▶ SUPPLIED TEXT
• • • •

Ok first test round of training, binary classification: chicken, not-chicken. Just 173 image/mask pairs, 10 epochs of 40 steps.

Now let’s try with the training set. 1989 chickens this time. 50/50 split. 30 epochs of 50 steps. Ok second round… hmm, not so good. Pretty much all black.

Ok I’m changing the parameters of the network, fixing some code, and starting again.

I see that the pngs were loading float values, whereas in the example, they were loading ints. I fixed it by adding a m = m.convert(‘L’) to the mask (png) loading code. I think previously, it was training with the float values from 0 to 1, divided by 255, whereas the original example had int values from 0 to 255, divided by 255.

So I’m also resetting the parameters, to make this a larger network, since we’re training in the cloud. 512×512 instead of 256×256. Batch size of 3. Horizontal flip augmentation. 64 filters. 10 epochs of 100 steps. Go go go. Ok, out of memory. Batch size of 1. Still out of memory. Back to test set of 173 chickens. Ok it’s only maxing at 40% RAM now. I’ll let it run.

Ok, honestly I don’t know anymore. What is it even doing? Looks like it’s inversing black and white. That’s not very useful.

Ok before giving up, I’m going to make some changes.

The next day, I’m starting up the VM. Total cost so far, $8.84. The files are all missing, so I’m recopying, though using the gsutil -m cp -R gs://chicken-drive . option, and yes it is a lot faster. Though it slows down.

I think the current setup is maybe failing because we’re using 173 images with one kind of augmentation. Instead of 10 epochs of 100 steps of the same shit, let’s rather swap out the training images.

First problem is that Keras is basically broken, in this regard. I’ve immediately discovered that saving and loading a checkpoint does not save and load the metrics, and so it keeps evaluating against a loss of infinity, instead of what your saved model achieved. Very annoying.

Now, after stopping and restarting the VM, and enabling all cloud APIs, I’m having a new problem. gsutil no longer works. After 4% copied, network throughput drops to 0.0B/s. I tried reconnecting and now get:

Connection via Cloud Identity-Aware Proxy Failed
Code: 4003
Reason: failed to connect to backend
You may be able to connect without using the Cloud Identity-Aware Proxy.

I’ve switched back to ‘Allow default access’. Still getting 4003.

• • • •

▶ WRITTEN EXERCISE A
In the chicken-training text, list every network setting named in the paragraph beginning "So I'm also resetting the parameters," up to the first "out of memory."
The text and the records were drawn from different sources.

▶ STORED DATA
• • • •

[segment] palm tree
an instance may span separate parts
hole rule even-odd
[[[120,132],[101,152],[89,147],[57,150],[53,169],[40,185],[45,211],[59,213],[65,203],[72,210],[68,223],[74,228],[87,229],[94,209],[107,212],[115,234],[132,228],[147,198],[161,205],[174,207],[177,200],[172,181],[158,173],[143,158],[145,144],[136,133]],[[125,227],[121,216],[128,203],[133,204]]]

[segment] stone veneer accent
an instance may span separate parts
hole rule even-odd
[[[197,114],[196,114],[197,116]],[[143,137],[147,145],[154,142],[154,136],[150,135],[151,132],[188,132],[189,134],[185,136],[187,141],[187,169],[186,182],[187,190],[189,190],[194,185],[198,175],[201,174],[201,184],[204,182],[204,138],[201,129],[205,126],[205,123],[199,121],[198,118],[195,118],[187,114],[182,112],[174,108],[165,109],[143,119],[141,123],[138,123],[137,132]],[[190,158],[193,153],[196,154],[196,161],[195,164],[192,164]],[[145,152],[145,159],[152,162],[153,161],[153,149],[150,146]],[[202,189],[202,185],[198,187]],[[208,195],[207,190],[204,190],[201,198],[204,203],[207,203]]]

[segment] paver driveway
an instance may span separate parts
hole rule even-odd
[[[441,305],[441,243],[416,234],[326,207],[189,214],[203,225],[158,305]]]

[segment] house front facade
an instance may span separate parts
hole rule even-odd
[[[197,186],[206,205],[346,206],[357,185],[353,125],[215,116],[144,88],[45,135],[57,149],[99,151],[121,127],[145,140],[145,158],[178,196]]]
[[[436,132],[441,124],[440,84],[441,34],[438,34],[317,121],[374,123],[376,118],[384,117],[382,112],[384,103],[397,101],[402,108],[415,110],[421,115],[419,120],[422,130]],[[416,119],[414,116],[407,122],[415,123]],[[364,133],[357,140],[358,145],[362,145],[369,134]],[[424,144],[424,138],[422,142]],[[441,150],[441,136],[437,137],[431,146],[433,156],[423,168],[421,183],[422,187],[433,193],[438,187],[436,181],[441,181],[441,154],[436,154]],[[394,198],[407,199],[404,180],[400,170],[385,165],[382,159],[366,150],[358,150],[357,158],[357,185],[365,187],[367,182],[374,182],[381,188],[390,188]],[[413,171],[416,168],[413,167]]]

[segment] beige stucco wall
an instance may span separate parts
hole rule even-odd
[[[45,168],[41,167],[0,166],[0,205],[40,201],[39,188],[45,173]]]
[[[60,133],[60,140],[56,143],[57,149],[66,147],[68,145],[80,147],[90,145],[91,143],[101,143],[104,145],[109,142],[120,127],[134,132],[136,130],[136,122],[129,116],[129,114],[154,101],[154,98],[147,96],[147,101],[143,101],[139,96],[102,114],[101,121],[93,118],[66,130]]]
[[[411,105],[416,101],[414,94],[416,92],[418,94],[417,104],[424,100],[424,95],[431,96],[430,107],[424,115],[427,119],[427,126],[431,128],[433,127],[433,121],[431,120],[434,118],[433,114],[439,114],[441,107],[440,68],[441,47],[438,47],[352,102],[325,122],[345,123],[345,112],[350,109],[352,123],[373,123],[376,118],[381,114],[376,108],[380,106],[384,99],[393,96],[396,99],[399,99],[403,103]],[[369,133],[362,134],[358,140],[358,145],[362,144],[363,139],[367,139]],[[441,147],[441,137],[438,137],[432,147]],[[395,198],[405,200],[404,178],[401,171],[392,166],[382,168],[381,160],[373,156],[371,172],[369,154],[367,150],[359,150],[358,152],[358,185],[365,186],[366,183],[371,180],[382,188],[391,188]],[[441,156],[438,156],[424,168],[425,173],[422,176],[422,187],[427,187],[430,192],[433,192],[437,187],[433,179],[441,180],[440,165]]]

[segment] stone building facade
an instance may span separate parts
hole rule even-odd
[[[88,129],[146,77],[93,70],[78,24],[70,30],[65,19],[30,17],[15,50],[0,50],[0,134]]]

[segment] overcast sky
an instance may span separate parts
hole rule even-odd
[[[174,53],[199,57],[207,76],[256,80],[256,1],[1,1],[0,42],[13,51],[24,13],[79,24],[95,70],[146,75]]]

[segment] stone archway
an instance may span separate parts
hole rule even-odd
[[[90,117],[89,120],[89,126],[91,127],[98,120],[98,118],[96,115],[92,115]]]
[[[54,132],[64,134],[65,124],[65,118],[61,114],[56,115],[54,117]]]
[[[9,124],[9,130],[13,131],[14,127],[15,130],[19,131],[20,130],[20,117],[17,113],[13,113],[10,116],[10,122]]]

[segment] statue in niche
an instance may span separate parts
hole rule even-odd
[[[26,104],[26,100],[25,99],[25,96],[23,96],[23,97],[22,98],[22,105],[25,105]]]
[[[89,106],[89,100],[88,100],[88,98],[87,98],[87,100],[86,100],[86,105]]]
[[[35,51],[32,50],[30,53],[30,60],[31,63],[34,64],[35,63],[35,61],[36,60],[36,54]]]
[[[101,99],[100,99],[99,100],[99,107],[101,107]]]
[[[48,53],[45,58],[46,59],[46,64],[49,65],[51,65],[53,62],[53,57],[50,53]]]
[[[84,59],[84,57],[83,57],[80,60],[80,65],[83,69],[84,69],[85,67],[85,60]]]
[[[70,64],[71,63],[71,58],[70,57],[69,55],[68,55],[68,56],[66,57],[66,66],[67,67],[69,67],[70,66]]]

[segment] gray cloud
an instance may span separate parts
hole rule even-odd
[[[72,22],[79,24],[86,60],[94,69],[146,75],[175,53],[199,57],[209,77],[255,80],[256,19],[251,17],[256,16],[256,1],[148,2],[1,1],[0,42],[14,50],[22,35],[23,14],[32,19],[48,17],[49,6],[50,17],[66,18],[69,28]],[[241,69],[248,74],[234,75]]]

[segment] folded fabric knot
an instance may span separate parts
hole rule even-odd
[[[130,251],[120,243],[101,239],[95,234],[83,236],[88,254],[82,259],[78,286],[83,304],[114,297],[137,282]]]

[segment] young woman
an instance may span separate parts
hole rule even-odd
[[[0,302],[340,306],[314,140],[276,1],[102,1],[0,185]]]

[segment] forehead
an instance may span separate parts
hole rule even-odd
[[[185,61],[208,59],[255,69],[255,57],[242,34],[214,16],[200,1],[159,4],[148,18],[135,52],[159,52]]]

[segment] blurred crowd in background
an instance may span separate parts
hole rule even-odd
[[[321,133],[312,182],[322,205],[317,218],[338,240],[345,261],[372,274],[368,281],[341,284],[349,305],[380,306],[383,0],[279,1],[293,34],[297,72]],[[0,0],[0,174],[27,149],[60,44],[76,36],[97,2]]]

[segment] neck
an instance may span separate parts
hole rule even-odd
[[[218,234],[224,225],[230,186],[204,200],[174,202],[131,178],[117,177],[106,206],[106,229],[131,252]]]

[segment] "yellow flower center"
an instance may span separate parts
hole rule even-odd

• • • •

▶ WRITTEN EXERCISE B
Copy the records exactly, from the line containing "[segment] neck" through the end of the records, inclusive.

▶ SOLUTION A
- 512×512 instead of 256×256
- Batch size of 3
- Horizontal flip augmentation
- 64 filters
- 10 epochs of 100 steps

▶ SOLUTION B
[segment] neck
an instance may span separate parts
hole rule even-odd
[[[218,234],[224,225],[230,186],[204,200],[174,202],[131,178],[117,177],[106,206],[106,229],[131,252]]]

[segment] "yellow flower center"
an instance may span separate parts
hole rule even-odd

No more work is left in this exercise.